* **Task instructions**: Report every line of the rows below that contains the string "format". Case counts.

Excerpt from a data file:
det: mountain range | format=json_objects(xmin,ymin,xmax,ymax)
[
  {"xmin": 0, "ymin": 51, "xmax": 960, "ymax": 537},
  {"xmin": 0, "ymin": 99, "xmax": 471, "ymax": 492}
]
==
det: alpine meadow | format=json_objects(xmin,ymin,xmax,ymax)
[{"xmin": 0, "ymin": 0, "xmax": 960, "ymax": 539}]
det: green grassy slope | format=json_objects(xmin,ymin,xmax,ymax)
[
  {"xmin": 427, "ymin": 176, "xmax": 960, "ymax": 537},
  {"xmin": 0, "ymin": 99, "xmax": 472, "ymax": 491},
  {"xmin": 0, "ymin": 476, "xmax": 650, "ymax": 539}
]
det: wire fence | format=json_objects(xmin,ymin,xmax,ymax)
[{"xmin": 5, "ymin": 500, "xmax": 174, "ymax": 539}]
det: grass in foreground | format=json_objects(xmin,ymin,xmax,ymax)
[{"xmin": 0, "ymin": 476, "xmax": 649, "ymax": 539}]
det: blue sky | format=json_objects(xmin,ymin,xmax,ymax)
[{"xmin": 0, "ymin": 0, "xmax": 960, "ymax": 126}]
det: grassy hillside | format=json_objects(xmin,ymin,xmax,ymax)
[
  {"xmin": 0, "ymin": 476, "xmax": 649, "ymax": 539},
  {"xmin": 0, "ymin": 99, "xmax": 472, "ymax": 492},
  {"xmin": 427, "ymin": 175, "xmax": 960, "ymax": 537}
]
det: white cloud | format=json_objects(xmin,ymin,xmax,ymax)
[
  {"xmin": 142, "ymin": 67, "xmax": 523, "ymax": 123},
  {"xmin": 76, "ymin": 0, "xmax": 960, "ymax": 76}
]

* **Exercise solution**:
det: mountain range | format=json_objects(xmin,ymin,xmax,ymax)
det: alpine meadow | format=json_objects(xmin,ymin,xmax,ymax)
det: green grassy slope | format=json_objects(xmin,ymin,xmax,ymax)
det: wire fence | format=json_objects(xmin,ymin,xmax,ymax)
det: grass in foreground | format=json_objects(xmin,ymin,xmax,ymax)
det: blue sky | format=json_objects(xmin,ymin,xmax,ymax)
det: grassy hillside | format=json_objects(xmin,ymin,xmax,ymax)
det: white cloud | format=json_objects(xmin,ymin,xmax,ymax)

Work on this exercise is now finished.